PROBLEM TO WORK ON —
All lines from the opening of the data to the line containing "[[20, 35], [25, 31]]" must be returned unchanged, and only those lines.

::::::::::

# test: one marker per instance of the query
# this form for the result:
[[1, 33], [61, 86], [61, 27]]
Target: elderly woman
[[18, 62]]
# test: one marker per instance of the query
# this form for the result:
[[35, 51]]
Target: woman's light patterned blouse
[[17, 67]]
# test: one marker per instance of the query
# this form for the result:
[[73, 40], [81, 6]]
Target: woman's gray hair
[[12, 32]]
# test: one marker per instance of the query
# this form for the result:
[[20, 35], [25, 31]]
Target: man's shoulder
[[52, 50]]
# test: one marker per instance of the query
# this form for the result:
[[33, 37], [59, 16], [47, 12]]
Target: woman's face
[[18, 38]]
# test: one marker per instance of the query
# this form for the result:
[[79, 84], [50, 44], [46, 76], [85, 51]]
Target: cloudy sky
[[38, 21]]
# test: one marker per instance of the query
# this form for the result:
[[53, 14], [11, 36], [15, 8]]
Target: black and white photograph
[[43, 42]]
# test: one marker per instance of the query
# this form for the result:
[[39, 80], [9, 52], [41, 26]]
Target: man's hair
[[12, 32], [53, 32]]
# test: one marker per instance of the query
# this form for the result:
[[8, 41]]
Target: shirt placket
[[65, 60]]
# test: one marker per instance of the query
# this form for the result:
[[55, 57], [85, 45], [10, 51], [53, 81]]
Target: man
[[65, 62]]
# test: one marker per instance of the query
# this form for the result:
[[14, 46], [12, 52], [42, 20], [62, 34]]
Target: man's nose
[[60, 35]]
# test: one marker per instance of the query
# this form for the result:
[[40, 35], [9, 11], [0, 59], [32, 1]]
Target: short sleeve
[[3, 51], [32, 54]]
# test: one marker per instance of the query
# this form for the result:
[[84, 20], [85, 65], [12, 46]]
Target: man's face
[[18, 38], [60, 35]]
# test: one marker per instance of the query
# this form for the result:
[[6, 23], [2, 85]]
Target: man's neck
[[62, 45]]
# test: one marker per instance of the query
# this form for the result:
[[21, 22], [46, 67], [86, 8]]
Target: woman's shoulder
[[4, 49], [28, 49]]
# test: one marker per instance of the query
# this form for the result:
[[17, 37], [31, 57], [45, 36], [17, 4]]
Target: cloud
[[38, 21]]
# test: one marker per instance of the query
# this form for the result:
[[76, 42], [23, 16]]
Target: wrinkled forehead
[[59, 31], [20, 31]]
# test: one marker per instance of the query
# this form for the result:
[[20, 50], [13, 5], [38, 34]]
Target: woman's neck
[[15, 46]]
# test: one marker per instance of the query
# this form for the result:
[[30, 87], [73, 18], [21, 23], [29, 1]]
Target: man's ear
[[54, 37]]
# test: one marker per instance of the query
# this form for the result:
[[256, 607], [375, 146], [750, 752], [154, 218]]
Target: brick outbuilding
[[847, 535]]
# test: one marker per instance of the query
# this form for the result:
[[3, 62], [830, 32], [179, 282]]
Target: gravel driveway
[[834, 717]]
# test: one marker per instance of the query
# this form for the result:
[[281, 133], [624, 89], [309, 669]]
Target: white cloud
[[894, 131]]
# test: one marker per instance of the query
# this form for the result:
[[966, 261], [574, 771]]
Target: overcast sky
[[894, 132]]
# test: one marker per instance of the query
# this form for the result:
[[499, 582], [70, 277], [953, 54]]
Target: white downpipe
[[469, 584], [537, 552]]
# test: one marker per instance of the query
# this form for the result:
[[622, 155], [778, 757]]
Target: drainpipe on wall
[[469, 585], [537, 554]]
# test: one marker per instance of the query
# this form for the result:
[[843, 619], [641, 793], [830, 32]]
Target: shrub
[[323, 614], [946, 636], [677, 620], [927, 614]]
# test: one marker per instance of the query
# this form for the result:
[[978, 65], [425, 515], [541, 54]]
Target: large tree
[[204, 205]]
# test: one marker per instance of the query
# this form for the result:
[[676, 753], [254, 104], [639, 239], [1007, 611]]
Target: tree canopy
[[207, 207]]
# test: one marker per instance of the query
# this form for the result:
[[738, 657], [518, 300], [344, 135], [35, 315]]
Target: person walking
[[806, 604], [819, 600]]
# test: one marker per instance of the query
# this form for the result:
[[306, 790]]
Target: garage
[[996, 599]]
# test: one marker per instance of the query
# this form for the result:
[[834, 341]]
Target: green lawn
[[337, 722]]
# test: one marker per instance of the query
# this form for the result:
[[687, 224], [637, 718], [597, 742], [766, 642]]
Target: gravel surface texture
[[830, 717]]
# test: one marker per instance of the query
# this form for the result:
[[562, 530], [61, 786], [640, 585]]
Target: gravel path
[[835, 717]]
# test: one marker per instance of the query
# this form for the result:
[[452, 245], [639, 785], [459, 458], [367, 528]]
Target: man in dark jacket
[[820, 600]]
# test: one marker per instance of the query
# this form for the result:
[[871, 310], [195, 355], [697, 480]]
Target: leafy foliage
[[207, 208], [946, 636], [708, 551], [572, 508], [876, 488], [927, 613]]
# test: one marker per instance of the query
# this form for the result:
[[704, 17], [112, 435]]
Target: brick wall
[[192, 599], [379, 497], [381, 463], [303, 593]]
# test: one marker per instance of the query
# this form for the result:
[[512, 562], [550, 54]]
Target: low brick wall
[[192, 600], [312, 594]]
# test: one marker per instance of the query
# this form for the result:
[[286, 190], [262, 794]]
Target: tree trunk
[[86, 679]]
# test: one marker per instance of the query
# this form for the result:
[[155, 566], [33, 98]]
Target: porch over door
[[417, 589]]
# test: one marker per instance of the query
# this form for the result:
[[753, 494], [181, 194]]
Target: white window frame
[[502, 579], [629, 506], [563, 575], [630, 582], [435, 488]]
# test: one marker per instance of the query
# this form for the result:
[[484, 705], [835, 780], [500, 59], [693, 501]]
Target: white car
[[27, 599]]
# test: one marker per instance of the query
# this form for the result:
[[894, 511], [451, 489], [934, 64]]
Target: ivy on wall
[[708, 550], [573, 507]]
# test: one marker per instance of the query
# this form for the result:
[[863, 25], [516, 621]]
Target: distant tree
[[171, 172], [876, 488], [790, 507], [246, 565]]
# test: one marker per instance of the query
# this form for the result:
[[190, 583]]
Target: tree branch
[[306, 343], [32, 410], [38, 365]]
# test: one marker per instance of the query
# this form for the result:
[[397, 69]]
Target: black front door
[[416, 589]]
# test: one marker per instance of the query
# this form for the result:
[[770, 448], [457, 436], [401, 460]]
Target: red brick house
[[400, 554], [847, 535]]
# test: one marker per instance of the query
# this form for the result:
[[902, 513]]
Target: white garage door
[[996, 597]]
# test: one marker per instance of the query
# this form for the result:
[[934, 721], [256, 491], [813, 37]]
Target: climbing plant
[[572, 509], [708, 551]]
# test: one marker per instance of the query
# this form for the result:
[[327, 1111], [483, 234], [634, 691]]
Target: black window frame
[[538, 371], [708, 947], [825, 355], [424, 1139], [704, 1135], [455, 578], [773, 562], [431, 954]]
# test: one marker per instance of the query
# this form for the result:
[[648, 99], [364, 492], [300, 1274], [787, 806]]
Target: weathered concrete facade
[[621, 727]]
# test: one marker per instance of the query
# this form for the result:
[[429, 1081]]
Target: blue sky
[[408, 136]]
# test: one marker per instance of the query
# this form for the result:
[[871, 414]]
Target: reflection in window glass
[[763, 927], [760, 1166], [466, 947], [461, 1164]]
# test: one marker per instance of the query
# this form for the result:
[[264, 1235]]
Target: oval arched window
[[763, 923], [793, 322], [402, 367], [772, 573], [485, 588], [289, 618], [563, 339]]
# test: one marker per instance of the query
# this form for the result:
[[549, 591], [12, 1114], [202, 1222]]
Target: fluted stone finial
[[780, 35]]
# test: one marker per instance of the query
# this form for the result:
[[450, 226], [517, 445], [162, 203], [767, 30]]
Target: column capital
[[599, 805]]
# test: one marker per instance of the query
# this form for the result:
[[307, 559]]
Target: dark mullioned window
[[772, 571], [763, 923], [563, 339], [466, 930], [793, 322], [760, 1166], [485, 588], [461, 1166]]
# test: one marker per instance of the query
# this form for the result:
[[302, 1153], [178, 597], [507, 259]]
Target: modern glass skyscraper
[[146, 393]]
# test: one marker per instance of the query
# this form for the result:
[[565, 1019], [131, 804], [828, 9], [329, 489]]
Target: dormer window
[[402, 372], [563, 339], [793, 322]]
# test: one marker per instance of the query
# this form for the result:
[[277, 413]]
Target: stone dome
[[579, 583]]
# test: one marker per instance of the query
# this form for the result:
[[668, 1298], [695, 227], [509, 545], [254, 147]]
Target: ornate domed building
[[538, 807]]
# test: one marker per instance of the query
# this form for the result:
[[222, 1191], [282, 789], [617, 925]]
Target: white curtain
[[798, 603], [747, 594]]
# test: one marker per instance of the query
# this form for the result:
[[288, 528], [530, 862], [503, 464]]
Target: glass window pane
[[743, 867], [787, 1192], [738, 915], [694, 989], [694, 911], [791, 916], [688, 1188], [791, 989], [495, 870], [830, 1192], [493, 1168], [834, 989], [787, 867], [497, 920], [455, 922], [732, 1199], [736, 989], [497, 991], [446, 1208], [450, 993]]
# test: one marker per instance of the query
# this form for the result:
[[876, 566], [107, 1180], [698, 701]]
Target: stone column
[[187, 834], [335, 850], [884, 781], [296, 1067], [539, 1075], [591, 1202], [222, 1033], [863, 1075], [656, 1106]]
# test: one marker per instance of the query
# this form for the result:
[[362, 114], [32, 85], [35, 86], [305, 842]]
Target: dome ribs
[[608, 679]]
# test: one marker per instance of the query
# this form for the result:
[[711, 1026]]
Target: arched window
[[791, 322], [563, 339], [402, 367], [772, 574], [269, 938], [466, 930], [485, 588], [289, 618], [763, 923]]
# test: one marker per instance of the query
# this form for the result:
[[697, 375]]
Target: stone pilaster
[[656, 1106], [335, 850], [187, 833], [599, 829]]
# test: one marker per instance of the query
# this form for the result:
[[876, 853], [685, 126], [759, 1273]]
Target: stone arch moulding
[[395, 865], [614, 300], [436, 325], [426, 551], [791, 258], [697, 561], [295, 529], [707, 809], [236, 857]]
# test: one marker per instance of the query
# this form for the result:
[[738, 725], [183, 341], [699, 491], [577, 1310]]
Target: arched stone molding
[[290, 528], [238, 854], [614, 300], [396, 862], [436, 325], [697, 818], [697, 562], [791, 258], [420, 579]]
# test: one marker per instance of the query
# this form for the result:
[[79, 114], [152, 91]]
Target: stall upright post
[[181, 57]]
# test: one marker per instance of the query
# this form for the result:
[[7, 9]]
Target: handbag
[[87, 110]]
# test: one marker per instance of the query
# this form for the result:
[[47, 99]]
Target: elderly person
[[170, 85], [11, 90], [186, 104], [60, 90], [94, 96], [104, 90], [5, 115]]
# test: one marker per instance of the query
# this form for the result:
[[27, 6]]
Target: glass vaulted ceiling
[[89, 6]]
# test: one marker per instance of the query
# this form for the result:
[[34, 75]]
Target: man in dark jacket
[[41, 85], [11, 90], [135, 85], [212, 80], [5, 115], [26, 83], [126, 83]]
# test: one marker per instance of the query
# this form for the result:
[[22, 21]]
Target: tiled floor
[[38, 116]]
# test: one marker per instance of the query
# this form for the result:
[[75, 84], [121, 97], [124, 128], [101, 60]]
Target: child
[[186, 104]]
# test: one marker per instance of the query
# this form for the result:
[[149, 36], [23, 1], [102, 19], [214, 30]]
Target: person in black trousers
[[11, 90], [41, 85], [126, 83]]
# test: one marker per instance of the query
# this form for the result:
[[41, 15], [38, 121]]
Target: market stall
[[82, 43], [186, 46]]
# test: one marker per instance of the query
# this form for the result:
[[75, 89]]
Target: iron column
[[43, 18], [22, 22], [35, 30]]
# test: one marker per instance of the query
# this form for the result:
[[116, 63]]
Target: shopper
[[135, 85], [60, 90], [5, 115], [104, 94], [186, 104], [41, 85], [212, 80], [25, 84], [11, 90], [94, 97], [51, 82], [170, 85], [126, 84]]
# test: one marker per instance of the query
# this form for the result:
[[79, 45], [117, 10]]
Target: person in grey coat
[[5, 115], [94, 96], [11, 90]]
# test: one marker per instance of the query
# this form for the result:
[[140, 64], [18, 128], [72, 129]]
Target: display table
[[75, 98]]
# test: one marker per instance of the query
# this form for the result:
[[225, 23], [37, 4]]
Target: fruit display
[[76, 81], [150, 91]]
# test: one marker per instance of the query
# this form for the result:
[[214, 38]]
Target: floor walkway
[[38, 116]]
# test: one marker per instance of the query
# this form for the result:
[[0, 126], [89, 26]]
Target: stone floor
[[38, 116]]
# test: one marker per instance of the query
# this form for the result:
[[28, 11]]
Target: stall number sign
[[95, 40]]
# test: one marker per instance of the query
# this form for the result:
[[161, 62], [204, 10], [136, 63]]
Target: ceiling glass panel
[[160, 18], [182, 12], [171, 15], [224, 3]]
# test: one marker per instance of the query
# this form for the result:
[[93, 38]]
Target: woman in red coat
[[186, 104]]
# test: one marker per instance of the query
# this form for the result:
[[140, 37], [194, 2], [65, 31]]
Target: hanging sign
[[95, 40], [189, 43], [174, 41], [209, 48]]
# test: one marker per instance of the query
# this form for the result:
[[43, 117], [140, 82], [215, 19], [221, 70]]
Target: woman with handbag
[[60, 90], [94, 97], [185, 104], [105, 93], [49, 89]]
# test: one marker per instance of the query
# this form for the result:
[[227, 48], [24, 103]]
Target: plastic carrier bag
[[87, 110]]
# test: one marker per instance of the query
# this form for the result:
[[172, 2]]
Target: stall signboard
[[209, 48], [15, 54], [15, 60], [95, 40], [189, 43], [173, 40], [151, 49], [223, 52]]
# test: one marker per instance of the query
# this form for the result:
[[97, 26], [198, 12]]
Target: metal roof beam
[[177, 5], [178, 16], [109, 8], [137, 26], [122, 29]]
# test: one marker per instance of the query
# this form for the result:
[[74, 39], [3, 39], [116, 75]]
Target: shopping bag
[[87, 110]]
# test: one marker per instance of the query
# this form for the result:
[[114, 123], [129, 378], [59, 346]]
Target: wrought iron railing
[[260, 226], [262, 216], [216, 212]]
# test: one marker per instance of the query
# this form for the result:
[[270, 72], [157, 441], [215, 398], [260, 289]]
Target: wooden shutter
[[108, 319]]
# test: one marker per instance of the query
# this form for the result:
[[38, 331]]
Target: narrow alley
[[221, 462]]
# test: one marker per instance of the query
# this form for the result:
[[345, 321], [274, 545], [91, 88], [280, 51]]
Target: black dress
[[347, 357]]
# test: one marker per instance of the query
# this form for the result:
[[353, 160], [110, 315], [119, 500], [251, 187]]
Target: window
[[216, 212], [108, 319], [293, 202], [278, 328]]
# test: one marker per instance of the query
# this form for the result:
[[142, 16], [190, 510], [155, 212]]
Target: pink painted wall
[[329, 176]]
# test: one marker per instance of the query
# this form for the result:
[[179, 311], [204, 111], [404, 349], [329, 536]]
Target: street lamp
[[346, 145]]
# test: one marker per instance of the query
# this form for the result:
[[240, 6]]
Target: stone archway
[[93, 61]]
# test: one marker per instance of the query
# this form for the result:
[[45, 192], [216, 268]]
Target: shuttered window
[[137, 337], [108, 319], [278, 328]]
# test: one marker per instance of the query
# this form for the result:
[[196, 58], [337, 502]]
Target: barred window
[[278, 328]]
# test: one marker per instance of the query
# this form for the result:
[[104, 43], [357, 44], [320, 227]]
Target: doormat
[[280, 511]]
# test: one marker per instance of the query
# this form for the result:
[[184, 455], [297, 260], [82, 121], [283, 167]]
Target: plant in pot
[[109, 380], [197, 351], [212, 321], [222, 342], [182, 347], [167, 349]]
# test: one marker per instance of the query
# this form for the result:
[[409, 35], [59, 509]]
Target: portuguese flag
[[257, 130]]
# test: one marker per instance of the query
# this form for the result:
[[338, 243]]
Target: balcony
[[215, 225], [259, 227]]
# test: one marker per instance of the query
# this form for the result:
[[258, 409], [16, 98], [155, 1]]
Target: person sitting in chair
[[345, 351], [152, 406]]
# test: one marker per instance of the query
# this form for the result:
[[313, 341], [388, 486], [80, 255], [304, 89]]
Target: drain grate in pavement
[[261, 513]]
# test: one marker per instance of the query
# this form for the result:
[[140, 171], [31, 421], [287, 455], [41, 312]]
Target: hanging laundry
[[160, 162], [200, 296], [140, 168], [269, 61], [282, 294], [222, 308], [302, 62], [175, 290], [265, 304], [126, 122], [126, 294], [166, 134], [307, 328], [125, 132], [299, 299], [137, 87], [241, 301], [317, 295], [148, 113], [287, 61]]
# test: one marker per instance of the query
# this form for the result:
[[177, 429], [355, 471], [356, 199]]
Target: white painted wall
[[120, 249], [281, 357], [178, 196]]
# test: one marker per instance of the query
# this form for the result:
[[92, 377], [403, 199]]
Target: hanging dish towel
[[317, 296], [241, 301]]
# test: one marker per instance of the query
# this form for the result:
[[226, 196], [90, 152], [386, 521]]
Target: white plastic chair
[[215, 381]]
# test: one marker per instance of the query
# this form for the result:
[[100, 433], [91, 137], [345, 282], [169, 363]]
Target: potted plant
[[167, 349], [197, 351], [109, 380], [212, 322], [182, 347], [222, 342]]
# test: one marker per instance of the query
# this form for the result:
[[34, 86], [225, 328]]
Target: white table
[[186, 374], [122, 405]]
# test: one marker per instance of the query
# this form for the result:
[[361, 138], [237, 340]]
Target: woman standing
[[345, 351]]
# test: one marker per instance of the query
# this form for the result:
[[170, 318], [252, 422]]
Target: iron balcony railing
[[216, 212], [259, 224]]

::::::::::

SOLUTION TO THE PROBLEM —
# test: one marker per instance of the query
# this form for the result:
[[1, 33], [61, 86], [61, 27]]
Target: elderly woman
[[18, 62]]
# test: one marker per instance of the query
# this form for the result:
[[35, 51]]
Target: woman's light patterned blouse
[[17, 67]]
# test: one marker per instance of the query
# this form for the result:
[[73, 40], [81, 6]]
Target: woman's gray hair
[[12, 32]]
# test: one marker per instance of the query
# this form for the result:
[[20, 35], [25, 31]]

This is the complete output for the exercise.